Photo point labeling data
• • • • • • •

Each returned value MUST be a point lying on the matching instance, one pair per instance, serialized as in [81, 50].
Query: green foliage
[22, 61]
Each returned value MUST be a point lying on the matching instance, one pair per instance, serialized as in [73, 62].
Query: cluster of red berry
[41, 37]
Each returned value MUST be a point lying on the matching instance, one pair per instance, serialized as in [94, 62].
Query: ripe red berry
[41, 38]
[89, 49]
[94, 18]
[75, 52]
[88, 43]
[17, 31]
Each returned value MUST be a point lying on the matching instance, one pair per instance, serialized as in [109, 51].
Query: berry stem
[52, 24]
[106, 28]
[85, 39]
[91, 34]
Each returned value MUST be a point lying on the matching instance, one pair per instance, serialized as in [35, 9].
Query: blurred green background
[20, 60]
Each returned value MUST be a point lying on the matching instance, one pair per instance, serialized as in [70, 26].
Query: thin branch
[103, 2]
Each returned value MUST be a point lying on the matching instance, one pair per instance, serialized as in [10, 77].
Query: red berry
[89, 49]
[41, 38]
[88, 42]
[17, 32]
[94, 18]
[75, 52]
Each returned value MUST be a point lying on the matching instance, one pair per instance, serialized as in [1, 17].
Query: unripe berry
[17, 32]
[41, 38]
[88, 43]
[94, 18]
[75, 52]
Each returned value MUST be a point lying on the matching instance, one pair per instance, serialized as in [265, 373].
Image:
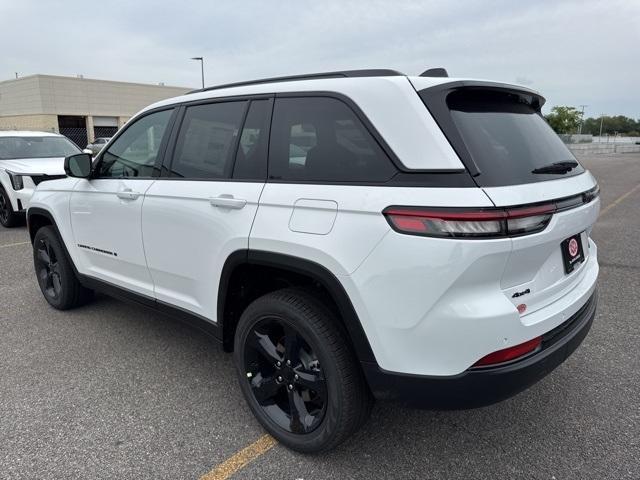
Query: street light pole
[581, 118]
[201, 59]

• • • • • • •

● WHAT IS BEING ASKED: Reproduce word for word the lines running from the one that contains "in [35, 9]." through the last line, including both ends, and omit the pictures from your answer.

● REPLY TO THE TASK:
Each returned value MUST be a point lying on the matching instance, one pair per instance, serialized as in [35, 9].
Query: blurred green background
[20, 60]
Each returned value MUST be a point lying on the matching instance, one pair per instance, serialized as in [70, 26].
Query: thin branch
[103, 2]
Each returned value MUST be a point lying on the matching instance, one pair per instance, serialized as in [10, 77].
Query: red berry
[89, 49]
[41, 38]
[88, 42]
[17, 32]
[94, 18]
[75, 52]
Each returned value MUST be a point lying on the matching instance, one pair per instance, serialized as in [1, 17].
Query: unripe berry
[17, 32]
[41, 38]
[88, 43]
[94, 18]
[75, 52]
Each returned value MUST be a point lying on the matching instance, one pair per instance, serialized as in [265, 373].
Image:
Query: street light pole
[581, 118]
[201, 59]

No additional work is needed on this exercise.